_Input records_:
────────

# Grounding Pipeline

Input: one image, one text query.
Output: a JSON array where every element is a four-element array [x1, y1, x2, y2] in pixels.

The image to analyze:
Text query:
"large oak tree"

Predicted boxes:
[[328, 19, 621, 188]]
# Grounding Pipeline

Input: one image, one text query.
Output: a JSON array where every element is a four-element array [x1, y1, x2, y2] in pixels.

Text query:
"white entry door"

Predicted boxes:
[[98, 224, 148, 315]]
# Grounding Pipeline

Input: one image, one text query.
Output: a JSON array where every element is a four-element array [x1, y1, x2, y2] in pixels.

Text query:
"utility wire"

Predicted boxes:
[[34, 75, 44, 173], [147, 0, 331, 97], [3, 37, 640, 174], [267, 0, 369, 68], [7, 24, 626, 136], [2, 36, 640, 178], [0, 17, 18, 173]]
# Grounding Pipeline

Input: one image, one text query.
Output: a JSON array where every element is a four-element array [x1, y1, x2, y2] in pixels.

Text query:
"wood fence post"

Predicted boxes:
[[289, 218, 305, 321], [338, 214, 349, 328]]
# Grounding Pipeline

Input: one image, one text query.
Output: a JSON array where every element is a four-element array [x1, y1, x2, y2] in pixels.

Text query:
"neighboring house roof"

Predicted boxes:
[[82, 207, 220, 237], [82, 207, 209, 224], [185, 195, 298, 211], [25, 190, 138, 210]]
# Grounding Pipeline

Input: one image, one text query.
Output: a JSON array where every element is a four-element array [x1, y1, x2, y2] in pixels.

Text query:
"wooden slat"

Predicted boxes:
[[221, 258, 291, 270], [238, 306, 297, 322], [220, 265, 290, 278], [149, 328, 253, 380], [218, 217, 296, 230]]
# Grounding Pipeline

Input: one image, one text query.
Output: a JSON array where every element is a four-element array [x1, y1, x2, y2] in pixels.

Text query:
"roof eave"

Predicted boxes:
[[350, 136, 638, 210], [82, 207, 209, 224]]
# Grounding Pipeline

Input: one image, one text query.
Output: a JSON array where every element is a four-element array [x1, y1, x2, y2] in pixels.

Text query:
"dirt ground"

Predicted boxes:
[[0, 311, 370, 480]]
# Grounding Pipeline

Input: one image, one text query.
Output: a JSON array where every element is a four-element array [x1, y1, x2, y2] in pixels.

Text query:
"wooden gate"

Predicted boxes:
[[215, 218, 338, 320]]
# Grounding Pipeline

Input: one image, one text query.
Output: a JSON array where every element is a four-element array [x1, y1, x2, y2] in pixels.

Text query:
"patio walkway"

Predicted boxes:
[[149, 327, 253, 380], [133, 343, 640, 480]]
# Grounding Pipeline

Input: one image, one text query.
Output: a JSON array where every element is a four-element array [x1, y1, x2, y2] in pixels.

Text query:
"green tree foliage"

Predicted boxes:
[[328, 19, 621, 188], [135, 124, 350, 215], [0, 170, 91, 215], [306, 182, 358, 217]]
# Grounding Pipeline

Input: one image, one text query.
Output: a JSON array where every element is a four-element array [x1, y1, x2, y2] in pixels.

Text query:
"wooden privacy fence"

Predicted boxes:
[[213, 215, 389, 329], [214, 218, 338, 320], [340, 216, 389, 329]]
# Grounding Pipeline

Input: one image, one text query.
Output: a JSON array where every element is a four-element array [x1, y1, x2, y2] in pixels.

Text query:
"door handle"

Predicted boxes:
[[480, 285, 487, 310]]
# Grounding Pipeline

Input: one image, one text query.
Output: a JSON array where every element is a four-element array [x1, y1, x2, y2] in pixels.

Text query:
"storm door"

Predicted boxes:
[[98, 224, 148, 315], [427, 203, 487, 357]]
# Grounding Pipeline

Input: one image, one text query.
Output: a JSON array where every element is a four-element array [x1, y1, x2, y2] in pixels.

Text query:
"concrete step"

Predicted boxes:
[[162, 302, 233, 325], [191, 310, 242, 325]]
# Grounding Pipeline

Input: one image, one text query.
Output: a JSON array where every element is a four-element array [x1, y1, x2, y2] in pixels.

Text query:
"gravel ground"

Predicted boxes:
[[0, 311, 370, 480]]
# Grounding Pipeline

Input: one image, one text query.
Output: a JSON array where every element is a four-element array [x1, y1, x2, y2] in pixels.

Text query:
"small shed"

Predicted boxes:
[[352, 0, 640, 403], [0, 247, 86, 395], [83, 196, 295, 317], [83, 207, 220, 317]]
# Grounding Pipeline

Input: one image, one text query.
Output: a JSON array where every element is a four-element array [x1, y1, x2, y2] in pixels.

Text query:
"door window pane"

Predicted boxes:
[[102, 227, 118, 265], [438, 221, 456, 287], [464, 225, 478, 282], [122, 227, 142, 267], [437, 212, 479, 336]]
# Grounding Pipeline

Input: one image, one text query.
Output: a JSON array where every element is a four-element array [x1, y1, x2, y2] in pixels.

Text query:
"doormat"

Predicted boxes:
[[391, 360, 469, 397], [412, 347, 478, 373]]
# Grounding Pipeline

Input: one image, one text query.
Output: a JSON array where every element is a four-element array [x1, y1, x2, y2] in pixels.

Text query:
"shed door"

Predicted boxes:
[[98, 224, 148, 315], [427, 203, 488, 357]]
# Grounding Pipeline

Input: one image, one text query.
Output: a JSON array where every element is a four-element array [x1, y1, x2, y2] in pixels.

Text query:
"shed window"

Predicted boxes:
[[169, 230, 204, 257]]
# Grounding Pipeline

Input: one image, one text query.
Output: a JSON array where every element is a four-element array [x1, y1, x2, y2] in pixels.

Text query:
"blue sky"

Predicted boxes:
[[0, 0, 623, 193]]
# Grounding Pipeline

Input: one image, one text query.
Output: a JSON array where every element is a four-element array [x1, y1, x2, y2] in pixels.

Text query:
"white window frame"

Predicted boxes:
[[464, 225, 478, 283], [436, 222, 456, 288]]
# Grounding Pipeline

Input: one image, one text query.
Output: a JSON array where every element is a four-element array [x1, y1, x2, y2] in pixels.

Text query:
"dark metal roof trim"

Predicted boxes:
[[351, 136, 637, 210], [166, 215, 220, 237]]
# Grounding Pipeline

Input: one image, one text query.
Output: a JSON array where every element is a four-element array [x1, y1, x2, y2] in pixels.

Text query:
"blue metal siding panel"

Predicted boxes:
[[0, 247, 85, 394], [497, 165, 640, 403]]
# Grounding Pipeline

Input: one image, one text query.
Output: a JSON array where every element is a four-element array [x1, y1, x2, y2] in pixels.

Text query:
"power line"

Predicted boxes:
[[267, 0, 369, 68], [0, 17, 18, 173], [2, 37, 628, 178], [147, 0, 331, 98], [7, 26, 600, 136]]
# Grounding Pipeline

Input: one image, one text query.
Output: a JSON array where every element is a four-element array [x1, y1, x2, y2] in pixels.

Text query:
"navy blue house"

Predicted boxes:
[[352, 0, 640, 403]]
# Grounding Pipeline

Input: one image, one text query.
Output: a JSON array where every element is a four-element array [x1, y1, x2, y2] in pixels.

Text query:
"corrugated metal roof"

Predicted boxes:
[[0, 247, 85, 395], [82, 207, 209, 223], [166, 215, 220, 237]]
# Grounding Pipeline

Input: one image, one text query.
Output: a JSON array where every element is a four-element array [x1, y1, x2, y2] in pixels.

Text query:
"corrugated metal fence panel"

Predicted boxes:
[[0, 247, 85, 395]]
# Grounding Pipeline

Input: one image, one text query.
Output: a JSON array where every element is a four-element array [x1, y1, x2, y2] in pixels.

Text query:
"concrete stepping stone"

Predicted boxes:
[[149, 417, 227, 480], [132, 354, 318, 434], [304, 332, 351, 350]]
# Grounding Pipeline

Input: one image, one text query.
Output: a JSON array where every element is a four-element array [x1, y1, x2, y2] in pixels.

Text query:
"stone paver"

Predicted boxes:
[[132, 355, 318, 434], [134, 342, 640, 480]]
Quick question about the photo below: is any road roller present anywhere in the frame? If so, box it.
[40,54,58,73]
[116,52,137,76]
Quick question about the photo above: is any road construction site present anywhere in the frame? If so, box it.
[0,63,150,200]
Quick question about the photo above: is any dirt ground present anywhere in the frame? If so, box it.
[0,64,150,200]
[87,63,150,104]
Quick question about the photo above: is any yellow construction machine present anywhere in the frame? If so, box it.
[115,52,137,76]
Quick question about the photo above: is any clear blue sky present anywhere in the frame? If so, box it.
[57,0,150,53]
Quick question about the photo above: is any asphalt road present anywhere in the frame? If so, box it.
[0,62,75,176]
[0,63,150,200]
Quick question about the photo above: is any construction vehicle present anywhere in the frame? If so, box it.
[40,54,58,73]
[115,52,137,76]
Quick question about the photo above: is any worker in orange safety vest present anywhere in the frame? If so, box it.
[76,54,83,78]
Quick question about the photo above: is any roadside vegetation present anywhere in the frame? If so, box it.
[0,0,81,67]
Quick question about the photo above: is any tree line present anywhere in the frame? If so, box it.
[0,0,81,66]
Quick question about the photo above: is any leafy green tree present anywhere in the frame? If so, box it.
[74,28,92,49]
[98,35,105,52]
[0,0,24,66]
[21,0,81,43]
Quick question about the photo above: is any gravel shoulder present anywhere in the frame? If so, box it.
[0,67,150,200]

────────

_Given task_:
Copy the entries above word for word, from their first line through the line containing "[[328, 19, 621, 188]]", including both of those lines.

_Written response_:
# Grounding Pipeline

Input: one image, one text query.
Output: a JSON array where every element is a four-element array [x1, y1, x2, y2] in pixels.

The image to analyze:
Text query:
"large oak tree"

Predicted boxes:
[[328, 19, 621, 188]]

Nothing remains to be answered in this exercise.